## PROMPT
Only the lines from the start of the entries through the line with "Please put a marker on the white" are wanted; please output them exactly.

Content starts

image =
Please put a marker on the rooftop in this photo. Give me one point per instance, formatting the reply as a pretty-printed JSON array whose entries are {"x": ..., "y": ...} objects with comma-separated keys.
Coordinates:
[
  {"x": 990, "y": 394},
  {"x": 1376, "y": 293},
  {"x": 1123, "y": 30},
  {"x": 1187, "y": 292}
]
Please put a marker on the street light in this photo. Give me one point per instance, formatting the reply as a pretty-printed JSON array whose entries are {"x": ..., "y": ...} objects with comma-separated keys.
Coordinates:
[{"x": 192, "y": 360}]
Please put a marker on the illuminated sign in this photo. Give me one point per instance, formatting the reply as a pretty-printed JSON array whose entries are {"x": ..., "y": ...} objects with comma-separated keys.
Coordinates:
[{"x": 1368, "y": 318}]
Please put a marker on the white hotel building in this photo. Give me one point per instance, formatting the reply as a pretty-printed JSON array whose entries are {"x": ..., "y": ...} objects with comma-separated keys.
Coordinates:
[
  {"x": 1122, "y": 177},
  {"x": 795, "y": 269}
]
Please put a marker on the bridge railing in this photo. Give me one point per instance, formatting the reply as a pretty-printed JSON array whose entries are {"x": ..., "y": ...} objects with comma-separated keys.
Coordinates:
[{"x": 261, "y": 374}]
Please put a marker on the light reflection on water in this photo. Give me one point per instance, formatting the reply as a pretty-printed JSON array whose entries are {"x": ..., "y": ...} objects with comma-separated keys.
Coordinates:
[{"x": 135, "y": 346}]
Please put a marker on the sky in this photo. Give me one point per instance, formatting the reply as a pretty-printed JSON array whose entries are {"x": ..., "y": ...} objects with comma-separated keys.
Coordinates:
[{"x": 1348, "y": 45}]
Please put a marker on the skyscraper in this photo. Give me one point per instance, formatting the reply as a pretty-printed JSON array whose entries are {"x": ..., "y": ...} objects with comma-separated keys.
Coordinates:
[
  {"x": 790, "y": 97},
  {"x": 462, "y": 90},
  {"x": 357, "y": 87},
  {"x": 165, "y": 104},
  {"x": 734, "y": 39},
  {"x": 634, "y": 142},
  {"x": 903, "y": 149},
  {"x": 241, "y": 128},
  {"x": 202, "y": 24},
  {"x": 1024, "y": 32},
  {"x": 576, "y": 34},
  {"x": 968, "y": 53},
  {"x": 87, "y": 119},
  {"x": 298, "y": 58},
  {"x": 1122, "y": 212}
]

Content ends

## RESPONSE AREA
image =
Please put a marker on the rooftop in this photo. Give me one point per instance, formatting the reply as a pretty-printed JSON array whose entries are {"x": ..., "y": ...} objects with comma-separated keys.
Coordinates:
[
  {"x": 990, "y": 394},
  {"x": 1376, "y": 293},
  {"x": 1123, "y": 30},
  {"x": 1187, "y": 292}
]
Please put a marker on the street light in this photo. Give me one point per instance, formatting the reply as a pretty-printed JSON array whose entries are {"x": ..., "y": ...} objects with comma-separated keys.
Coordinates:
[{"x": 192, "y": 360}]
Please put a marker on the illuminated sign in this photo. Give me one point per instance, formatting the reply as a pretty-printed JSON array whose entries are {"x": ..., "y": ...} objects with comma-separated keys.
Coordinates:
[{"x": 1368, "y": 318}]
Please put a marker on the white hotel building in this photo. Give me one point per instance, formatting the reply as a pretty-printed JSON array whose entries are {"x": ..., "y": ...} objects with comma-separated keys.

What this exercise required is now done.